- **ACTIONS TO TAKE**:
a - Answer these from the recitals:
(i) On what date was the Master Product and Design Agreement made?
(ii) As of what date are the balances owed to Zykronix figured?
(iii) Which company wants to agree on an alternative payment plan?
b - From the recitals, pull out word for word the part that opens with the words containing "WHEREAS, Zykronix and" and closes with "certain Future Deliverables.".

- **EXTRACT**:
"""

WHEREAS, Zykronix and Xybernaut entered into a Master Product and
Design Agreement dated April 12, 2001 (the "Master Agreement"), pursuant to
which Xybernaut engaged the services of Zykronix under various work orders upon
the terms and conditions contained in the Master Agreement; and
WHEREAS, Xybernaut wishes to reach an agreement on an alternative
payment plan to compensate Zykronix for balances owed to Zykronix as of February
4, 2002, as well as to provide for payment of certain Future Deliverables (as
hereinafter defined) pursuant to the Master Agreement; and
WHEREAS, Xybernaut and Zykronix have reached agreement on the terms
for the satisfaction of such balances owing to Zykronix and for the payment of
certain Future Deliverables.

"""

- **MATERIAL SHOWN**:
"""

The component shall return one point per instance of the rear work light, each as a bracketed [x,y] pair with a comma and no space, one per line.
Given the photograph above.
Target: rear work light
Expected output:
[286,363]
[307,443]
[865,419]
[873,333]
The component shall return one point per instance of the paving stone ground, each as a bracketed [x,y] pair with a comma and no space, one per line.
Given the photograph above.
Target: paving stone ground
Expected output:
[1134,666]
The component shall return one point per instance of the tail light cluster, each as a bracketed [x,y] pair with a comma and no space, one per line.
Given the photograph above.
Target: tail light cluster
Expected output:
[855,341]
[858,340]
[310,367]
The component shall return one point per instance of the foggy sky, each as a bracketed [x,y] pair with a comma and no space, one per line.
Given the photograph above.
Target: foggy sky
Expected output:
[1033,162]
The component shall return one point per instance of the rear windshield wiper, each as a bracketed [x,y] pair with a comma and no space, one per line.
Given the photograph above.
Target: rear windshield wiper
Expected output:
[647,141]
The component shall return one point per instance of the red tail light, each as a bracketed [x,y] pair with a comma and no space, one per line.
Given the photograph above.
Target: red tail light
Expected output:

"""

- **PER-TASK ANSWERS**:
a -
(i) April 12, 2001
(ii) February 4, 2002
(iii) Xybernaut

b -
WHEREAS, Zykronix and Xybernaut entered into a Master Product and
Design Agreement dated April 12, 2001 (the "Master Agreement"), pursuant to
which Xybernaut engaged the services of Zykronix under various work orders upon
the terms and conditions contained in the Master Agreement; and
WHEREAS, Xybernaut wishes to reach an agreement on an alternative
payment plan to compensate Zykronix for balances owed to Zykronix as of February
4, 2002, as well as to provide for payment of certain Future Deliverables (as
hereinafter defined) pursuant to the Master Agreement; and
WHEREAS, Xybernaut and Zykronix have reached agreement on the terms
for the satisfaction of such balances owing to Zykronix and for the payment of
certain Future Deliverables.